● Exercise objective
Output every entry exactly as given.

Start of Extracted information

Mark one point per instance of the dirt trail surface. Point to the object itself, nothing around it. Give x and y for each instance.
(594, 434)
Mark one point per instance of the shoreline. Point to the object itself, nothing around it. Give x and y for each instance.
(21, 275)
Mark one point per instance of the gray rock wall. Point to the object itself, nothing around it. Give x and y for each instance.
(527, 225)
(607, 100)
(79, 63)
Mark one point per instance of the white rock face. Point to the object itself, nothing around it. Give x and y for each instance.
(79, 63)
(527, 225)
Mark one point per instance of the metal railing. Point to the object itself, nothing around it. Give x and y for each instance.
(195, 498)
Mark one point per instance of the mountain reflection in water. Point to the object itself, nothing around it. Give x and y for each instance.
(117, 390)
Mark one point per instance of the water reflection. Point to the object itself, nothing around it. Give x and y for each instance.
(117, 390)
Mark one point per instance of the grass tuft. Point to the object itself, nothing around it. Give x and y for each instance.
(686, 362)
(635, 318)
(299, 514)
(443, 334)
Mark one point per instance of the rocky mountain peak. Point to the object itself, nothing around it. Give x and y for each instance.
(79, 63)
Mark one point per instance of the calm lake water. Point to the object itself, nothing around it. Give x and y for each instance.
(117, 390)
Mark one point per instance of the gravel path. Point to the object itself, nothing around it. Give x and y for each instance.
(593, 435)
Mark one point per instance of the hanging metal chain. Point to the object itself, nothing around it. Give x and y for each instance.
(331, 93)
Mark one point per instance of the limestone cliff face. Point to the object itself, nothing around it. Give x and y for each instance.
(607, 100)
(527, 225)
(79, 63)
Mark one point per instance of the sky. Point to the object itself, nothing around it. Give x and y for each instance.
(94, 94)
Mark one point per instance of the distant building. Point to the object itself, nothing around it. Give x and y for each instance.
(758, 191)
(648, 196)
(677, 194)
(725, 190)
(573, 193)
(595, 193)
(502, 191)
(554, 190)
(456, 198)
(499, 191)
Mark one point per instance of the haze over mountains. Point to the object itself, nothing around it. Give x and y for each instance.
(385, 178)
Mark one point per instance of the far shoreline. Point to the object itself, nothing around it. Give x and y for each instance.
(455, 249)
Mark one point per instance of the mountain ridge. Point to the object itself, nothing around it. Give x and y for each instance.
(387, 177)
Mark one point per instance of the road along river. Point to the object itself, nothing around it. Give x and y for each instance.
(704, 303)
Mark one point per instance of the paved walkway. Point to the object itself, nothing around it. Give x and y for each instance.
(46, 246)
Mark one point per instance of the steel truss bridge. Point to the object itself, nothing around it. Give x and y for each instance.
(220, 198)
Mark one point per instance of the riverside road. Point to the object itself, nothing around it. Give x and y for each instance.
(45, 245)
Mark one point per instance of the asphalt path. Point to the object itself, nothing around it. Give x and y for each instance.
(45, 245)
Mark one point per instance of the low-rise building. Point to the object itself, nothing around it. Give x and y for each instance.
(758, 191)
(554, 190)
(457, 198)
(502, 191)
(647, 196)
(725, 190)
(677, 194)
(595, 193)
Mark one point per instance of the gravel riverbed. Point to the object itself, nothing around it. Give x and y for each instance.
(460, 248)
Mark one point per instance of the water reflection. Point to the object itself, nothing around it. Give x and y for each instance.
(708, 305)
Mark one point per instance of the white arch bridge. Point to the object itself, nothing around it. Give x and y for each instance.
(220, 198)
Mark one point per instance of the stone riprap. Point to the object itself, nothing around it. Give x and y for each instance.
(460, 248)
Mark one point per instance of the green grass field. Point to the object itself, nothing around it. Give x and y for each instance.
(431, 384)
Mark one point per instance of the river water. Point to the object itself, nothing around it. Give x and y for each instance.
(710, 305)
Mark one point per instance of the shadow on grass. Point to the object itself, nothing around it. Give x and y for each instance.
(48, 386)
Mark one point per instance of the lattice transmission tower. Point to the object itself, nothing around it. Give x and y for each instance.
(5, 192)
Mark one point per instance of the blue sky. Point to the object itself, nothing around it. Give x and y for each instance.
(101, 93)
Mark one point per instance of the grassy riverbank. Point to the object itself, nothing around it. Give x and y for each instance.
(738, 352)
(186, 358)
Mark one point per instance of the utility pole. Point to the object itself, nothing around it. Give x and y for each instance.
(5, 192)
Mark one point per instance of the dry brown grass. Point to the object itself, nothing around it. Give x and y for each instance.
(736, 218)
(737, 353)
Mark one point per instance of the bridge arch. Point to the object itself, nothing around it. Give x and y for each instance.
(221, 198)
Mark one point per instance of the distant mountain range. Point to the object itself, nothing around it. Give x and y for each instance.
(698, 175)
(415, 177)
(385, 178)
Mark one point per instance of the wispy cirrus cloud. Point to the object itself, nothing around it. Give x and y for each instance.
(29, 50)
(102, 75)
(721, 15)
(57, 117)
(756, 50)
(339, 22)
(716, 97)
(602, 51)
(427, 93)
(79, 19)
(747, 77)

End of Extracted information

● Output for this exercise
Mark one point per instance of the dirt trail surface. Point to the object itself, nothing around it. Give x and y for each instance.
(594, 434)
Mark one point per instance of the shoreline. Point to the object itself, nothing around it. Give x and y for each instance.
(21, 275)
Mark one point per instance of the gray rock wall. Point to the object itself, nothing around it. Give x and y for each instance.
(527, 225)
(607, 100)
(79, 63)
Mark one point per instance of the white rock face. Point to the object itself, nothing around it. Give x and y for each instance.
(79, 63)
(527, 225)
Mark one point per instance of the metal railing. Point to the object itself, nothing around it. Give x and y for each instance.
(195, 498)
Mark one point per instance of the mountain reflection in water. Point to the object itself, nothing around it. Give x and y for each instance.
(117, 390)
Mark one point per instance of the water reflection. Point to the object itself, nothing around it. Give x and y for each instance.
(117, 390)
Mark one point per instance of the grass tuft. Point to the object itself, nothing around it. Give x and y for each instance.
(686, 362)
(635, 318)
(299, 514)
(443, 334)
Mark one point per instance of the rocky mountain peak. Point to the object itself, nothing around it. Give x and y for each instance.
(79, 63)
Mark one point per instance of the calm lake water. Point to the object itself, nothing around it. Give x and y for each instance.
(117, 390)
Mark one point per instance of the gravel path. Point to the object itself, nothing around it. Give x and y for each instance.
(593, 435)
Mark one point per instance of the hanging metal chain. Point to the object itself, nothing around it. Give x and y for each instance.
(331, 93)
Mark one point per instance of the limestone cliff face. Point to the object itself, nothing around it. Give x and y for each instance.
(607, 100)
(527, 225)
(79, 63)
Mark one point per instance of the sky. Point to the object itself, nothing around it. Give x and y for each instance.
(94, 94)
Mark one point per instance of the distant building. Point to the object itself, nothing around it. Give x and y for each instance.
(758, 191)
(648, 196)
(677, 194)
(725, 190)
(573, 193)
(595, 193)
(502, 191)
(554, 190)
(456, 198)
(499, 191)
Mark one point per instance of the haze over mountains. Point to the object itself, nothing around it. Give x and y for each instance.
(385, 178)
Mark one point per instance of the far shoreline. Point to the object itself, nothing around it. Give x and y for each instance.
(455, 249)
Mark one point per instance of the mountain ridge. Point to the object itself, nothing around it. Give x and y for each instance.
(387, 177)
Mark one point per instance of the road along river. Point to the object itself, nothing around it. Give x and y for each instance.
(704, 303)
Mark one point per instance of the paved walkway. Point to the object itself, nothing around it. Give x and y for each instance.
(46, 246)
Mark one point per instance of the steel truss bridge. Point to the object itself, nothing around it. Give x and y for each instance.
(220, 198)
Mark one point per instance of the riverside road. Point to the object itself, nothing around it. Give x and y for each instance.
(45, 245)
Mark one point per instance of the asphalt path. Point to the object itself, nothing around it. Give x and y for each instance.
(45, 245)
Mark one point per instance of the low-rise building. Point to the object itself, nothing around it. Give x and y for each instance.
(758, 191)
(554, 190)
(457, 198)
(502, 191)
(647, 196)
(725, 190)
(677, 194)
(595, 193)
Mark one point per instance of the gravel riverbed. Point to the object itself, nothing around it. Give x and y for each instance.
(460, 248)
Mark one point per instance of the water reflection. Point to the object itself, nothing around it. Give x and y for each instance.
(708, 305)
Mark one point per instance of the white arch bridge. Point to the object itself, nothing around it. Give x and y for each instance.
(220, 198)
Mark one point per instance of the stone riprap. Point to the object itself, nothing around it. Give x and y for each instance.
(460, 248)
Mark one point per instance of the green grass field. Point to the object itself, nothing around it. Give x and y for each instance.
(431, 384)
Mark one point per instance of the river water. Point to the object itself, nothing around it. Give x and y for each instance.
(710, 305)
Mark one point per instance of the shadow on grass. Point to the object itself, nothing around it. Give x and y for each instance.
(48, 386)
Mark one point per instance of the lattice transmission tower. Point to the object itself, nothing around it. Give x and y for each instance.
(5, 192)
Mark one point per instance of the blue sky. Point to the object itself, nothing around it. Give x and y for each instance.
(101, 93)
Mark one point per instance of the grassy riverbank. Point to the object itself, nothing around it. Give x and y for each instance.
(738, 352)
(186, 358)
Mark one point per instance of the utility pole. Point to the object itself, nothing around it. Give x and y for each instance.
(5, 192)
Mark one point per instance of the dry brown grass. Point to the object itself, nothing around it. Give x and y for each instance.
(736, 218)
(737, 353)
Mark one point per instance of the bridge arch. Point to the object itself, nothing around it. Give x and y for each instance.
(221, 198)
Mark one point per instance of the distant mountain range. Point to the object itself, nothing around it. Give x and y for each instance.
(698, 175)
(415, 177)
(385, 178)
Mark one point per instance of the wispy cirrus cloud. Point to the object itself, nothing around it. Give x and y for each instance.
(29, 50)
(102, 75)
(721, 15)
(57, 117)
(756, 50)
(339, 22)
(716, 97)
(602, 51)
(427, 93)
(79, 19)
(747, 77)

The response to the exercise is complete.